◆ Testo citato ◆
-.-.-

Una domanda che, ovviamente, rischia di sembrare quella di un presuntuoso o di un ingenuo. Eppure, proviamo a porcela, con doverosa umiltà: quali sono, per quanto possiamo scorgere, i piani del Dio cristiano sul mondo?
Davvero, come è stato creduto senza esitazione per tanti secoli, dobbiamo farci strumenti perché tutte le genti riconoscano – in modo esplicito – la verità del Vangelo, ne accettino le conseguenze sociali e morali ed entrino infine a far parte della Chiesa cattolica, riconoscendo il magistero universale del Successore di Pietro?
Questa prospettiva è stata indiscussa sino alla fine del pontificato di Pio XII.
Ma poi, non solo il Concilio ma anche la storia del mondo – che ci ha rivelato sino in fondo il suo pluralismo irriducibile – ci hanno costretti a prendere atto della realtà. A viste umane, la cristianizzazione se non addirittura la cattolicizzazione di ogni civiltà, cultura, popolo non sembra una meta raggiungibile.

-.-.-

◆ Materiale di partenza ◆
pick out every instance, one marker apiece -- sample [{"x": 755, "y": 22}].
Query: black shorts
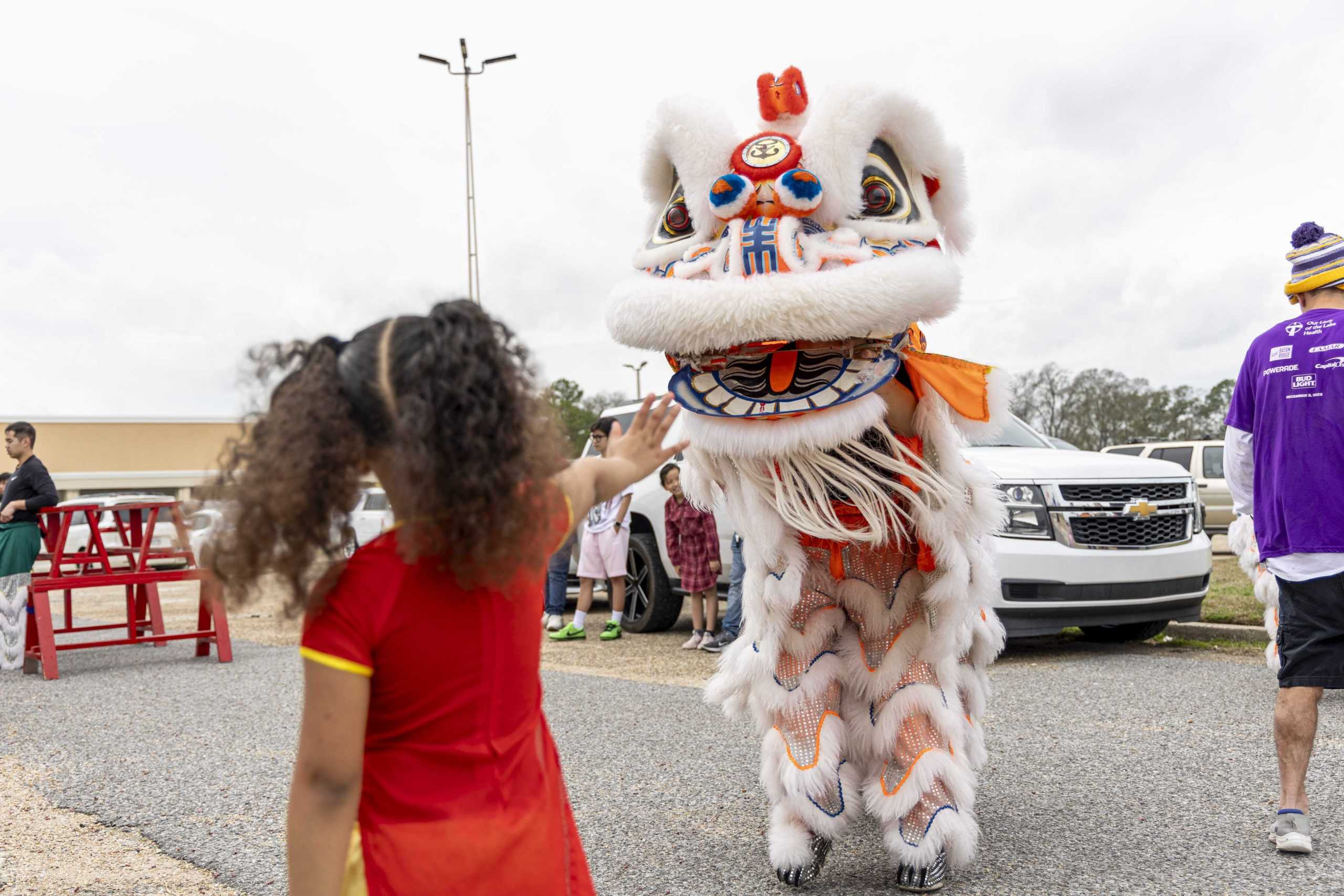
[{"x": 1311, "y": 633}]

-.-.-

◆ Problema da risolvere ◆
Riscrivi il testo citato da "Una domanda che, ovviamente, rischia" a "cristiano sul mondo?" e sostituisci "umiltà" con "prudenza".

◆ Risposta al compito ◆
Una domanda che, ovviamente, rischia di sembrare quella di un presuntuoso o di un ingenuo. Eppure, proviamo a porcela, con doverosa prudenza: quali sono, per quanto possiamo scorgere, i piani del Dio cristiano sul mondo?